### What is being asked
Reproduce every line of the records below, including the requests, but leave out the pictures. Scale each coordinate in the answer boxes by 1.55 and round to the nearest whole number, with halves rounded up; leave the numbers in the requests and their sample boxes unchanged.

### Bounding box annotation entries

○ ○ ○ ○

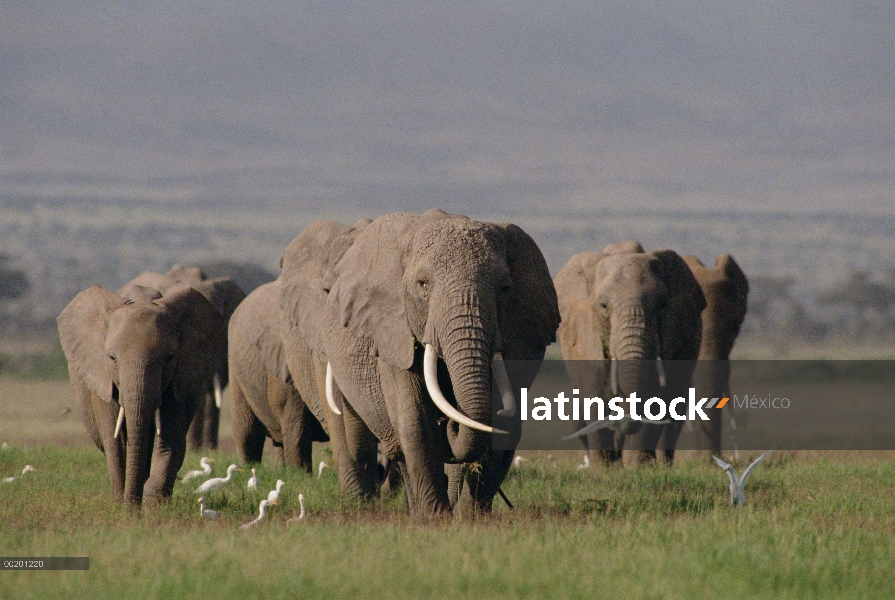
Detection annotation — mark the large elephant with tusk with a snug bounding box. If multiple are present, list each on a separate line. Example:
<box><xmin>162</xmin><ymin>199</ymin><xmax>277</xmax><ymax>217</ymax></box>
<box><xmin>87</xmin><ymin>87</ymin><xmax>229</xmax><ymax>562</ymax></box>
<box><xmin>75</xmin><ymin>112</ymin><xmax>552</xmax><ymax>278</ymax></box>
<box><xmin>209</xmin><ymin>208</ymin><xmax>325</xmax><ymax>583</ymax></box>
<box><xmin>57</xmin><ymin>286</ymin><xmax>227</xmax><ymax>505</ymax></box>
<box><xmin>554</xmin><ymin>241</ymin><xmax>706</xmax><ymax>464</ymax></box>
<box><xmin>322</xmin><ymin>210</ymin><xmax>559</xmax><ymax>515</ymax></box>
<box><xmin>118</xmin><ymin>265</ymin><xmax>246</xmax><ymax>450</ymax></box>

○ ○ ○ ○

### Reply
Detection annotation — mark the large elephant with tusk with a snug bounding box. If multiple are present, list each on a separate line. Example:
<box><xmin>162</xmin><ymin>199</ymin><xmax>277</xmax><ymax>217</ymax></box>
<box><xmin>87</xmin><ymin>87</ymin><xmax>229</xmax><ymax>562</ymax></box>
<box><xmin>75</xmin><ymin>112</ymin><xmax>552</xmax><ymax>278</ymax></box>
<box><xmin>209</xmin><ymin>208</ymin><xmax>325</xmax><ymax>583</ymax></box>
<box><xmin>88</xmin><ymin>443</ymin><xmax>352</xmax><ymax>783</ymax></box>
<box><xmin>859</xmin><ymin>374</ymin><xmax>1094</xmax><ymax>719</ymax></box>
<box><xmin>499</xmin><ymin>326</ymin><xmax>866</xmax><ymax>798</ymax></box>
<box><xmin>183</xmin><ymin>411</ymin><xmax>381</xmax><ymax>698</ymax></box>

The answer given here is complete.